··· Texto do documento
Alguns dicionários ficavam expostos em uma das mesas da sala para que os alunos
pudessem consultar e realizar as atividades.
Com este e outros métodos de trabalho, percebeu-se que a aluna refletia antes de
digitar, questionava determinadas palavras e observava quando alguém lia ou pronunciava
algo errado. A evolução da aluna era notável dia após dia.
Uma preocupação surgiu quando ao realizar os exercícios de matemática, a aluna
dispunha de um instrumento denominado “soroábaco”, que fora construído por uma
orientadora da Oficina Pedagógica da Secretaria de Educação. Este instrumento era
composto por uma base de madeira, dividido com vários arames paralelos; em cada um,
discorriam nove contas de plástico, muito parecido com o ábaco russo (Figura 1), porém, na
base de madeira estava colado uma base de EVA (Etil Vinil Acetato), para que houvesse
atrito na movimentação das contas, dificultando as possibilidades de erro.
Figura 1(Disponível em:
http://pt.wikipedia.org/wiki/%C3%81baco)
A professora da sala também desconhecia o instrumento e não tinha informações sobre
como a aluna fazia os cálculos. A aluna se queixava de não conseguir se lembrar de alguns
processos principalmente nas multiplicações e divisões. Diante dessas dificuldades, a
equipe pedagógica da escola solicitou à Oficina Pedagógica orientações para monitora e
professora sobre a utilização do instrumento. Assim, a orientadora técnica agendou algumas
visitas que foram fundamentais para que a aprendizagem da aluna fosse avaliada e
ganhasse novos desafios.
Na disciplina de Geografia encontramos dificuldades para fazer com que a aluna
compreendesse a extensão de territórios, os detalhes quanto a hidrografia em mapas, as
37
diferenças de vegetação etc. Tínhamos alguns materiais como um mapa do Brasil, em EVA,
ao qual os estados eram “montáveis”. Contudo, sentíamos que havia uma distância muito
grande entre o conceito e a realidade. Assim tentávamos fazer pequenas comparações para
induzir às grandes, como no caso das distâncias, que mostramos com régua no chão a
distância de um metro, para exemplificar quantas vezes seriam necessárias aquela distancia
para que a aluna chegasse até à sua casa, partindo da escola. Buscávamos sempre
mostrar, dentro do possível, que para se chegar a algo grande precisamos de pequenas
partes, com isso, os demais alunos também compreendiam melhor os conceitos.
······
··· Dados disponíveis
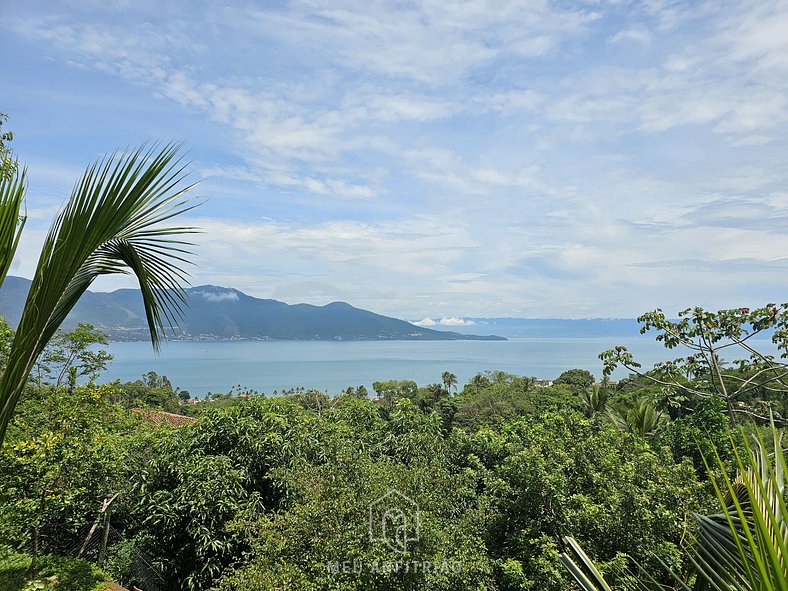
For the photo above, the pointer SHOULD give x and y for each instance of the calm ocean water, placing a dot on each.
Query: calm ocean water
(202, 367)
······
**Enunciado 1:** Segundo o texto do documento, quem construiu o soroábaco usado pela aluna?
**Enunciado 2:**
Indique se cada afirmação concorda com o texto do documento e cite as palavras dele que decidem a resposta.
(a) Em cada arame do soroábaco havia dez contas de plástico.
(b) A professora da sala conhecia bem o instrumento.
(c) O mapa do Brasil disponível era feito de EVA.
**Enunciado 3:** Transforme em lista o parágrafo do texto do documento iniciado por "A professora da sala também desconhecia", conservando seus fatos principais.

**Resultado do exercício 1:** Uma orientadora da Oficina Pedagógica da Secretaria de Educação.

**Resultado do exercício 2:**
(a) Não: "em cada um, discorriam nove contas de plástico".
(b) Não: "A professora da sala também desconhecia o instrumento".
(c) Sim: "Tínhamos alguns materiais como um mapa do Brasil, em EVA".

**Resultado do exercício 3:**
- A professora não conhecia o instrumento e não sabia como a aluna fazia os cálculos.
- A aluna tinha dificuldade de lembrar alguns processos, sobretudo nas multiplicações e divisões.
- A equipe pedagógica da escola pediu à Oficina Pedagógica orientações para a monitora e a professora sobre o uso do instrumento.
- A orientadora técnica agendou visitas, fundamentais para avaliar a aprendizagem da aluna e lhe dar novos desafios.